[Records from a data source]
- Opening Delimiter -

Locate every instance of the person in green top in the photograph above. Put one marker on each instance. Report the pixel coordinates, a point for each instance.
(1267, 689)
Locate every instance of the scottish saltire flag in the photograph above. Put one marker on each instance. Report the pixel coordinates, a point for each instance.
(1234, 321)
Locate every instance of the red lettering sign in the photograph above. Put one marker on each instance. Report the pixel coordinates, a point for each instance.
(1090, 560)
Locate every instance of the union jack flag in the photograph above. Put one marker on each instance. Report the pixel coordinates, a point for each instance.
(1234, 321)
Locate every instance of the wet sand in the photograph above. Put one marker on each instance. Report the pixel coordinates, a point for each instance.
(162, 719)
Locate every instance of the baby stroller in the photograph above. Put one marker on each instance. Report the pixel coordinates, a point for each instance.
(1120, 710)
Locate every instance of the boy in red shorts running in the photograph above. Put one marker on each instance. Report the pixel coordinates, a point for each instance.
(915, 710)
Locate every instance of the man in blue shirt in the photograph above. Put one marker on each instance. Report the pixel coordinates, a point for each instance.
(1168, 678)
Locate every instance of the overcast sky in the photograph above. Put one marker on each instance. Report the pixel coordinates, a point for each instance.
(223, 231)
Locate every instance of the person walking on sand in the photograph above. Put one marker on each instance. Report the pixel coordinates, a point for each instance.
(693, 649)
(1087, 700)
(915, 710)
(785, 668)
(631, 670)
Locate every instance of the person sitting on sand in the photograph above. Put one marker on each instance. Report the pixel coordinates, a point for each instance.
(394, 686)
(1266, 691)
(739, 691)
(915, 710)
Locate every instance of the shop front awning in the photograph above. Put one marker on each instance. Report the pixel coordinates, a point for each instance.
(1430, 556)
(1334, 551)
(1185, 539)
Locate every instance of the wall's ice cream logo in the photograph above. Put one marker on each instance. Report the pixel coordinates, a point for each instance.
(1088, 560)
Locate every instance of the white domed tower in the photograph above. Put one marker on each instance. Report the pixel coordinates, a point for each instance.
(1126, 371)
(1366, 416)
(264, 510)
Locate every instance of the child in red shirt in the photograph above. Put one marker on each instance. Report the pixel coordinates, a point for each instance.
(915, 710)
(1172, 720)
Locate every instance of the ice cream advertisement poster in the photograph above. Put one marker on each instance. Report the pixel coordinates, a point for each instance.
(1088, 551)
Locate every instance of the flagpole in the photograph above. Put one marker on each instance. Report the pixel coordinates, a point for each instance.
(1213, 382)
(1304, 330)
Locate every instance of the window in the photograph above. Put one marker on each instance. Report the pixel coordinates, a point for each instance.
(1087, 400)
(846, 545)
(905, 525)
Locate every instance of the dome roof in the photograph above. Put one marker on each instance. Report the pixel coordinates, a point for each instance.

- Closing Delimiter -

Your instructions:
Give the data again, exactly as it appears above.

Answer to the exercise:
Locate every instance of the person in green top in the photograph above. Put one marker on each instance. Report the pixel coordinates, a point for each instance.
(1267, 689)
Locate every instance of the scottish saltire flag in the photograph above. Put one marker on each instance. Report the pixel coordinates, a point for each instance.
(1234, 321)
Locate every instance of the red lettering sign in the photograph above. Put one marker on each instance. Report the pixel coordinates, a point for each instance.
(1090, 560)
Locate every instance of the union jack flag in the photograph above. Put one marker on each instance. Report the pixel coordinates, a point for each instance.
(1234, 321)
Locate every instance of the wet sand in the photograph above. Put one marker on each instance. Report the pixel coordinates, a point for each instance.
(162, 719)
Locate every instance of the baby stroller in the photograph above. Put one marker on each instance. Report the pixel coordinates, a point for each instance.
(1120, 710)
Locate every instance of the boy in red shorts running in the photograph above. Put one marker on each instance. Report the pixel coordinates, a point for each instance.
(915, 710)
Locate every instance of the man in blue shirt in the photograph above. Put one marker on each instance. Report the pixel coordinates, a point for each instance.
(1168, 678)
Locate every instance of the overcast sky in the photograph above. Put one marker on each instance. Report the pixel coordinates, a point for each instance.
(223, 231)
Locate every instance of the person walking on sand in the photograph above. Put one marker on each instance. Report the pixel coordinates, a point for each instance.
(693, 649)
(1087, 700)
(915, 710)
(785, 668)
(631, 670)
Locate every instance of the person sitting on sand in the photograph above. Put one marker on each instance. Report the pixel coordinates, a point for each instance.
(394, 686)
(1266, 691)
(739, 691)
(915, 710)
Locate every instance of the shop front awning in the photograph above. Put one marker on each instance. Report the pixel coordinates, a point for each instance.
(1430, 556)
(1334, 551)
(1185, 539)
Locate every instance of the wall's ice cream logo in the photograph above. Put one marker on each instance. Report the pixel coordinates, a point for each instance.
(1088, 560)
Locate every instance of the white domed tower in the photograph above. Put one marker on each instance. Report the pixel coordinates, a point for each instance.
(1126, 371)
(1366, 416)
(264, 510)
Locate every instance of the child in red shirt in the photograph above. Put one marker on each instance. Report the pixel coordinates, a point for each instance.
(915, 710)
(1172, 720)
Locate every instance of the ice cream advertisement poster in the photograph above. Put one marker on each instance. Report the pixel coordinates, a point for each instance.
(1088, 551)
Locate every instance of the flagpole in the photograph above. Put one marker on each instance. Report the pixel coordinates, a point for each instance.
(1213, 382)
(1304, 330)
Locate every instance of the window in the photograph above. Put one marker on each instance. Report the pixel coordinates, a point for each instance.
(1087, 400)
(846, 545)
(905, 525)
Locate every instance of the dome roof in the photograph above. Put one marker on each instance. Report the pixel coordinates, a point for each instance.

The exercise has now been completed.